Reading passage
· · · ·

Additionally, the report is accompanied by a podcast in which Ixchel Ruiz , Senior Software Developer at Karakun, and Gunnar Morling , Software Engineer at Decodable and host of #1BRC, discuss with Michael Redlich key themes of the report. The episode touches on topics like the benefits of Java’s six-month release cycle, Project Lilliput and compact object headers, nullability in Java, and the impact of Python’s growing popularity. Interestingly, the discussion highlights why Java, despite Python’s current dominance, has a solid chance to strengthen its position in AI, thanks to its ecosystem, tools, and long-term support in enterprise projects.
One exciting highlight from the report is the mention of GraalVM, which has now entered the “Early Majority” phase (translation: stable and ready for use). There are also some fascinating entries in the “Early Adopters” section (like CRaC and Nima) and in the “Innovators” section (GraalPy and GraalWASM). The last one is especially interesting — at the beginning of December, Safari, the last of the major browsers, introduced support for WebAssembly GC.
It’s become a running joke that every year is supposed to be the year of WebAssembly, but as we enter 2025, we’re truly closer than ever. Here’s hoping my predictions aren’t off the mark this time.
The only thing I struggle to agree with is Scala 3 being relegated to the “Late Majority” phase due to its "slow release train." Scala 3.6 was just released, and Scala 3 now has an LTS (Long-Term Support) version. Interestingly, during this week’s Scala Survey announcements, the community actually complained that new versions are coming out too quickly. It seems some developers feel overwhelmed by the pace of changes and the frequency of new releases 😅.
But I won’t rumble on; you can find the report via the link, and this edition has turned out surprisingly long—and there’s more to come.
As the year draws to a close, I’ll break my usual rule of sharing only publications in English to recommend a fantastic Polish podcast: Patoarchitekci (I'll leave translating the name to you, dear reader), hosted by Szymon Warda and Lukasz Kaluzny . In their latest episode, “JVM Now and Its Future”, they dive deep into the past, present, and future of the JVM with Jarosław Pałka.
The conversation is packed with not only technical insights but also practical advice, such as optimizing garbage collection in large systems and Java’s role in modern cloud-native environments. Listening to it, you’ll understand why Java continues to reign supreme in databases (and Jarosław, being a Senior Staff Performance Engineer at Neo4j, knows what he’s talking about and has the arguments to back it up). They also touch on the impact of licensing changes and the challenges posed by the growing worlds of big data and AI. If you’re looking for a great recap of what’s happening in the JVM world (and want it in Polish), this episode is a must-listen to close out the year... as is the entire podcast.
And with this paragraph, I’d like to bid you farewell for 2024 — Christmas falls at such an odd time this year that our next edition won’t be until January 9th. This will be the longest break from writing I’ve taken since starting this, but I promise to return with renewed energy 🎄.
May your GC always run without stop-the-world, your applications start faster than a native image, and your code compiles without errors on the first try better than Github Copilot (which since yesterday is free for VSCode users). Merry Christmas and a Happy New Year!

· · · ·

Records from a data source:
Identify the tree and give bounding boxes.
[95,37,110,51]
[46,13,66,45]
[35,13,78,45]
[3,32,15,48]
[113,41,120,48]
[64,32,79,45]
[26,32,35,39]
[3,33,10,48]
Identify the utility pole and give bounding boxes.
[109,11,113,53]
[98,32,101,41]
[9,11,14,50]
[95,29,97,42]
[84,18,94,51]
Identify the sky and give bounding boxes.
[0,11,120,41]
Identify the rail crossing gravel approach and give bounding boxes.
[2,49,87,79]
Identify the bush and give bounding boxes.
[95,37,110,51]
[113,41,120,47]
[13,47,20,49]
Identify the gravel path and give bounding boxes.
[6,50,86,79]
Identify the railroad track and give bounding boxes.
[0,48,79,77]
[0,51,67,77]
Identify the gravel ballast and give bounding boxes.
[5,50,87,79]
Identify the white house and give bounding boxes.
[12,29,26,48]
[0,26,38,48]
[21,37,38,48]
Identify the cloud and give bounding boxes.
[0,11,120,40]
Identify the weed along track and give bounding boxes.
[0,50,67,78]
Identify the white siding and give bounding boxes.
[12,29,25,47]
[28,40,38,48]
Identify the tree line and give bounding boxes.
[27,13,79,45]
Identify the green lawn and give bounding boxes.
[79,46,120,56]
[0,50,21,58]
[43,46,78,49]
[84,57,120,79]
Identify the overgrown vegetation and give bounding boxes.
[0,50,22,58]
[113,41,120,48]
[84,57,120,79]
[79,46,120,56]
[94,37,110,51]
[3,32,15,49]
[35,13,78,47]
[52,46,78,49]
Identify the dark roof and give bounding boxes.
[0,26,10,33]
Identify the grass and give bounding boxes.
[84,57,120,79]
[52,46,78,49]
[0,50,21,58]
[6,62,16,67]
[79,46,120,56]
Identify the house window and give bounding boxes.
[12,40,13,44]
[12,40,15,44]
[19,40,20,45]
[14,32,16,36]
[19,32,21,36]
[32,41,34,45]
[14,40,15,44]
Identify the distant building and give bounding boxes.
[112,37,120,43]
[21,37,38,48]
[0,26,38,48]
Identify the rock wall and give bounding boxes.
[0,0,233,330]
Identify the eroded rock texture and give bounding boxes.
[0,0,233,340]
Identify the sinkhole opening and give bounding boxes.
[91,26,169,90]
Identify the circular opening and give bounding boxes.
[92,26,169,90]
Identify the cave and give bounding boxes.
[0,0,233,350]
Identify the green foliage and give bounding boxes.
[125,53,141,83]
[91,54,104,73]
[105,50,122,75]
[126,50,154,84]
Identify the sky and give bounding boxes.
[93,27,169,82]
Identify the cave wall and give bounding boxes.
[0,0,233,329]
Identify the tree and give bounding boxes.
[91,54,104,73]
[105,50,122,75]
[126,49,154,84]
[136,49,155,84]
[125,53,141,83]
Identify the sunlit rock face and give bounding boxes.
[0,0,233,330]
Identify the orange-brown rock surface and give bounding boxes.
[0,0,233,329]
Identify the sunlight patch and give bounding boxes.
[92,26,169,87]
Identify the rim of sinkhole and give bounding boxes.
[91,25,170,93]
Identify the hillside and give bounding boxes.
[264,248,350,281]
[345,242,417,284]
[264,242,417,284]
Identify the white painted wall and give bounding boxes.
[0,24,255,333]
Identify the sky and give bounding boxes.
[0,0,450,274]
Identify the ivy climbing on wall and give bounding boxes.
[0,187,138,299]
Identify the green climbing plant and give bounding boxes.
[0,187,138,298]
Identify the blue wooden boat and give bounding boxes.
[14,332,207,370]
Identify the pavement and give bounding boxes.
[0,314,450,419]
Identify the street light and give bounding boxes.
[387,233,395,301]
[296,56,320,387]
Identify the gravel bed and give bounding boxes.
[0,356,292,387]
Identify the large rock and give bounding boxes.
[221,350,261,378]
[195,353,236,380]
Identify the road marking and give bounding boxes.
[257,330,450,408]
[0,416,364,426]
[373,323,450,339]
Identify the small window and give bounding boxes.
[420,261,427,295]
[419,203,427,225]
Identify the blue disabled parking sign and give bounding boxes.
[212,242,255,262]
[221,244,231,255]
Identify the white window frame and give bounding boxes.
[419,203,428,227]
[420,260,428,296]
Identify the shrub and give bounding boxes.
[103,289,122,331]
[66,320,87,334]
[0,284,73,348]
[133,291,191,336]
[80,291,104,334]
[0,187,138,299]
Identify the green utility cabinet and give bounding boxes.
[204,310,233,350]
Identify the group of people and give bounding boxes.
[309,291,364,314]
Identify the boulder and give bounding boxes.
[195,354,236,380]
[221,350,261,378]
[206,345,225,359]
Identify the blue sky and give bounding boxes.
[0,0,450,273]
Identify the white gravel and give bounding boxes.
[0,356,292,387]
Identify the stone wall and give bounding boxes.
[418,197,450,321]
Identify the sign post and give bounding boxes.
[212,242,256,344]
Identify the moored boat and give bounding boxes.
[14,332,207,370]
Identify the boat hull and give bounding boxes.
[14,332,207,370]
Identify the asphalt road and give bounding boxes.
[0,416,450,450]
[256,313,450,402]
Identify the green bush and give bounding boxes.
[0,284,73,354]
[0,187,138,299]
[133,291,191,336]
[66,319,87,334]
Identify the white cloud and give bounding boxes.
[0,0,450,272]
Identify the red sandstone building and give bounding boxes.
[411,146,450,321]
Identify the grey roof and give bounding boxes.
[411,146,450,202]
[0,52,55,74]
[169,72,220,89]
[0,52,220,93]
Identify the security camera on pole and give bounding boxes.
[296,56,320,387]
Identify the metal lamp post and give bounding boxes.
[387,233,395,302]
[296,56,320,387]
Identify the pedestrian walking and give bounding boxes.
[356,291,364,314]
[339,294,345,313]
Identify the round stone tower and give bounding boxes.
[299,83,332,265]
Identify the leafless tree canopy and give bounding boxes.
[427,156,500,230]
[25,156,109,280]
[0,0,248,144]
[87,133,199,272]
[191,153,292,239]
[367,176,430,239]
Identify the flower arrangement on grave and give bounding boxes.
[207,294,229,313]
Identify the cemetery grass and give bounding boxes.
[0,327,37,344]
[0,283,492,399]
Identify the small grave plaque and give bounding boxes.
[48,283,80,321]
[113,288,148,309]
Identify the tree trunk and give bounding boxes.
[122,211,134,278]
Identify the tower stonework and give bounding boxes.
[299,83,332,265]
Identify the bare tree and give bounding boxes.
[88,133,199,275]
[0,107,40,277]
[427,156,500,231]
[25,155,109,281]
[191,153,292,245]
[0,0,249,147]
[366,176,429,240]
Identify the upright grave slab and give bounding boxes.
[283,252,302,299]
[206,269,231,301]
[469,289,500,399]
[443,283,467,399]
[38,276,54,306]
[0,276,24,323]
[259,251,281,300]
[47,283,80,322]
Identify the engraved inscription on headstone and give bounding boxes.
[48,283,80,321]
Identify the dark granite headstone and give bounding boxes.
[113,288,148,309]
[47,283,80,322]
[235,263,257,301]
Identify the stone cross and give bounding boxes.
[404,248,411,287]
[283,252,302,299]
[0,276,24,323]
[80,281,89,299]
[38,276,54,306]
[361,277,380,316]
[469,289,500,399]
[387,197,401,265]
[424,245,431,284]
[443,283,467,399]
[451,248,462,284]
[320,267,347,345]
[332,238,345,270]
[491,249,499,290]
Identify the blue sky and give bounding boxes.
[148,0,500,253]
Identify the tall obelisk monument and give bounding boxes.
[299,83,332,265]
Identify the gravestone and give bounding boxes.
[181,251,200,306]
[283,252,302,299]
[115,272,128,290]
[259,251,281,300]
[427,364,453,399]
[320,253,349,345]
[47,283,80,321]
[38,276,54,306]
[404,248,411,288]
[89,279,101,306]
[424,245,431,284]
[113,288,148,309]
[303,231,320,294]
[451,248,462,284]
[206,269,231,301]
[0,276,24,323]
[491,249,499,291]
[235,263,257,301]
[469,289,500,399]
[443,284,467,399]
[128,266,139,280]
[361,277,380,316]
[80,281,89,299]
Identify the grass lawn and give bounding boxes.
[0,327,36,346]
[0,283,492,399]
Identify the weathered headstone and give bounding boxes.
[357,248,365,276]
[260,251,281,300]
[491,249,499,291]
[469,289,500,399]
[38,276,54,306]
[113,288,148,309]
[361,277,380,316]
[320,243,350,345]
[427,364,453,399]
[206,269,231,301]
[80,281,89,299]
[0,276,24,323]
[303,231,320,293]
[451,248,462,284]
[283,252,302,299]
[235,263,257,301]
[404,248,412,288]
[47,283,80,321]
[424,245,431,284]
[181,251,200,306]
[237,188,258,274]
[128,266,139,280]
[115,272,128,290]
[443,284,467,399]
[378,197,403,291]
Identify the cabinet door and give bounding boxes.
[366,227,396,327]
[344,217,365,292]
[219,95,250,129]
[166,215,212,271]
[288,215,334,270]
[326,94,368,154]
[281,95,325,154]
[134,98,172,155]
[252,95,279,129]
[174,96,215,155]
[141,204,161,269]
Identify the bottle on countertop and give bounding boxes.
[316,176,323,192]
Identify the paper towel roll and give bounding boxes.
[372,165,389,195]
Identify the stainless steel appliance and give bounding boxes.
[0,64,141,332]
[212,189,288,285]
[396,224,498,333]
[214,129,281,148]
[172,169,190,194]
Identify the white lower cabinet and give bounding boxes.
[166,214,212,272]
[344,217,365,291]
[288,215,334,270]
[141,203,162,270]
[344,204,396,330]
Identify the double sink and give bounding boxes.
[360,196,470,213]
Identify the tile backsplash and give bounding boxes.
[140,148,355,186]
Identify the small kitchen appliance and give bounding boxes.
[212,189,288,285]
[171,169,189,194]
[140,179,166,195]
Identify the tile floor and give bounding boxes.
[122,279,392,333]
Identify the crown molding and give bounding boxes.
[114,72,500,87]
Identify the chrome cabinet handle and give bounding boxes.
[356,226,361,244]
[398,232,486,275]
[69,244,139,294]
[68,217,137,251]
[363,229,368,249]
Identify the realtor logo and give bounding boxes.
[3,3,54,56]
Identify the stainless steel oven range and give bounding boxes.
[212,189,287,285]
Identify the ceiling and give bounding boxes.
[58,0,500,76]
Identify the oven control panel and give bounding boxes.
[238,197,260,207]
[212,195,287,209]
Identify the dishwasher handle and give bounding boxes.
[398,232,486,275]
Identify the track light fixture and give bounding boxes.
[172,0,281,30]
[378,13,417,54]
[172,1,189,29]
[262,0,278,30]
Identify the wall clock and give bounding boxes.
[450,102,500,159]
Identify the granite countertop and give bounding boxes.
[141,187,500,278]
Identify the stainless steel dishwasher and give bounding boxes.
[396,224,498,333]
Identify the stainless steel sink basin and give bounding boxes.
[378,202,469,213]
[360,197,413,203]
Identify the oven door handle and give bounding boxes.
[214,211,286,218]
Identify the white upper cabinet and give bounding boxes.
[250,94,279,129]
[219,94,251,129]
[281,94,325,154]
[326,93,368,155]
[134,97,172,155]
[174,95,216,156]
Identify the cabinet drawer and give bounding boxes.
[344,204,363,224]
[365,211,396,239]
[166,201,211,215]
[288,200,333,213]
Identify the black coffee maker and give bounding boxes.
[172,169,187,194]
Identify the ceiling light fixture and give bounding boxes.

· · · ·

What to work on
From the text on Java and the JVM, output everything from "And with this" down to "Happy New Year!", word for word.

Reply to the exercise
And with this paragraph, I’d like to bid you farewell for 2024 — Christmas falls at such an odd time this year that our next edition won’t be until January 9th. This will be the longest break from writing I’ve taken since starting this, but I promise to return with renewed energy 🎄.
May your GC always run without stop-the-world, your applications start faster than a native image, and your code compiles without errors on the first try better than Github Copilot (which since yesterday is free for VSCode users). Merry Christmas and a Happy New Year!